##### Pasaje mostrado #####

Los profesores colombianos se hacían cargo de materias como matemáticas, estadística, economía, banca central y algo de derecho comercial y laboral. De Alberto Ruíz tienes un recuerdo especial: logró interesarlos genuinamente por las teorías del desarrollo económico, que divulgaba a partir de las obras de Simon Kuznets, Jan Tinbergen y Walt Whitman Rostow, y con frecuencia los acompañaba en las mesas de café o en el club. Estimulado por generosos vasos de ron, pasaba con facilidad del desarrollo económico a la utopía y elaboraba una deliciosa ficción sobre un planeta feliz que denominaba “Castalia”. Fue uno de los pocos que permitió en clase la especulación teórica y la apertura hacia diversos horizontes ideológicos.
Al comienzo no llegaron mujeres. La primera ingresó a la tercera promoción: Alicia Mendoza. Era la única en un estudiantado de más de cien hombres y debió soportar el comportamiento machista de los colegas. Dos factores adicionales para comprender el ambiente que se vivía en aquellos primeros años fueron la edad y la procedencia geográfica. Jairo Mosquera y tú fueron los más jóvenes (venían directamente del bachillerato). Los demás les llevaban dos, tres y hasta quince años. Habían iniciado otras carreras y algunos, ya casados, trabajaban para sostener a las familias. Así, las clases, conversaciones de cafetería y demás eventos revestían una seriedad mayor de la que usualmente se respira en las universidades. En cuanto a la procedencia geográfica, muchos eran antioqueños, pero había costeños, bogotanos, caleños y “pingos”.

##### Listado proporcionado #####

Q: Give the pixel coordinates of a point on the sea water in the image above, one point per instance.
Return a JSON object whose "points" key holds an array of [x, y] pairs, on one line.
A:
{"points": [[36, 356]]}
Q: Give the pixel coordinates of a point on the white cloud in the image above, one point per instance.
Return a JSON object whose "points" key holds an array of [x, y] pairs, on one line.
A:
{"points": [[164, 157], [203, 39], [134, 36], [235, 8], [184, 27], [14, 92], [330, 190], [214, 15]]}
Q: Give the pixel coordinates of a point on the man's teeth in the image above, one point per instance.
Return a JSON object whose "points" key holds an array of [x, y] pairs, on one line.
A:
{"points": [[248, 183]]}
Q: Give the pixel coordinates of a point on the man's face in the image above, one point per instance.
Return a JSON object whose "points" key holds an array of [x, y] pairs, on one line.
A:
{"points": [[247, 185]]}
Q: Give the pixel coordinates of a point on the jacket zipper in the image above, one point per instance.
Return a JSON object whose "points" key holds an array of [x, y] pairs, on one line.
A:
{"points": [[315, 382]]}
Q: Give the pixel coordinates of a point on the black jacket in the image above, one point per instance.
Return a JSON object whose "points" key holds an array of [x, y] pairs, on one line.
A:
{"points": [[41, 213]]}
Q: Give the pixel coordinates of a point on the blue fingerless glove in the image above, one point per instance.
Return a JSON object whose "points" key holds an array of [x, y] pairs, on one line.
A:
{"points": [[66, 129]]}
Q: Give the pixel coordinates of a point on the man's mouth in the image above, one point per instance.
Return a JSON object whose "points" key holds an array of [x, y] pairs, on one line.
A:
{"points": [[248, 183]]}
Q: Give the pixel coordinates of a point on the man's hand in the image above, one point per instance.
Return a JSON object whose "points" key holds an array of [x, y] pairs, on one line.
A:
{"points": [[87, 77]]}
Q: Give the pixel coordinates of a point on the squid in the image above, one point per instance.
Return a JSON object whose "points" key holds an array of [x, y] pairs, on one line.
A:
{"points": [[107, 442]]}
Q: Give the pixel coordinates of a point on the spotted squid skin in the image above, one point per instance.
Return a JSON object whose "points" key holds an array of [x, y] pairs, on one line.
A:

#####

**Solicitud 1**.
¿Puedes reproducir, del texto sobre los primeros años de la carrera, el fragmento que se abre con las palabras "Los profesores colombianos" y se cierra con "diversos horizontes ideológicos."?
**Solicitud 2**.
¿Puedes seguir escribiendo el texto sobre los primeros años de la carrera a partir de su última oración?
El listado no hace falta para nada de lo que se pide.

**Resultado 1**.
Los profesores colombianos se hacían cargo de materias como matemáticas, estadística, economía, banca central y algo de derecho comercial y laboral. De Alberto Ruíz tienes un recuerdo especial: logró interesarlos genuinamente por las teorías del desarrollo económico, que divulgaba a partir de las obras de Simon Kuznets, Jan Tinbergen y Walt Whitman Rostow, y con frecuencia los acompañaba en las mesas de café o en el club. Estimulado por generosos vasos de ron, pasaba con facilidad del desarrollo económico a la utopía y elaboraba una deliciosa ficción sobre un planeta feliz que denominaba “Castalia”. Fue uno de los pocos que permitió en clase la especulación teórica y la apertura hacia diversos horizontes ideológicos.

**Resultado 2**.
Algunos tuvieron actuaciones y destinos curiosos. Uno de los candidatos conservadores a la campaña presidencial de 1962 era Alfredo Cock Arango. Tu compañero Jorge Leyva, novio de una de las hijas del candidato, mandó imprimir y pegar carteles con la leyenda “Jorge Leyva invita a votar por Alfredo Cock Arango”. El principal rival del candidato se llamaba de igual forma, Jorge Leyva. Indignado, le exigió públicamente al joven y desconocido estudiante que retirara los carteles, y para esto se valió de los medios de comunicación. El joven estudiante respondió por los mismos medios que no los retiraba porque tal era su nombre de pila; que era libre para apoyar a su suegro; que en Colombia había libertad para ejercer la democracia; y que si el político se sentía afectado por el homónimo, bien podía usar su segundo apellido para diferenciarse. (Aquellas elecciones fueron ganadas por Guillermo León Valencia.)
Un compañero se casó con una reconocida artista de televisión. Tuvo dos hijas, también artistas. A todas les sirvió de manager. Hace poco te lo encontraste, había cambiado de nombre, se hizo consejero del corazón, mentalista, predicador de Ecosofía y organiza clubes de enamorados. Otro, que antes de estudiar administración había sido jesuita, recibió a finales de los noventa una revelación del Arcángel Serafín y fundó una secta para comunicarse con extraterrestres y otras especies a través de médiums. Tuvo gran acogida porque muchos creían que el mundo se iba a acabar con el cambio de milenio. Dos de los más queridos murieron trágicamente en época temprana. Guillermo Lopera, quien se había radicado en Venezuela, fue asesinado por sicarios cuando visitaba a unos parientes en Medellín. Helmut Kurk trabajaba con su padre, Theodoro Kurk, poseedor de la agencia de bolsa más prestigiosa de la ciudad. Ambos fueron ametrallados en su oficina en una de las primeras acciones del narcotráfico.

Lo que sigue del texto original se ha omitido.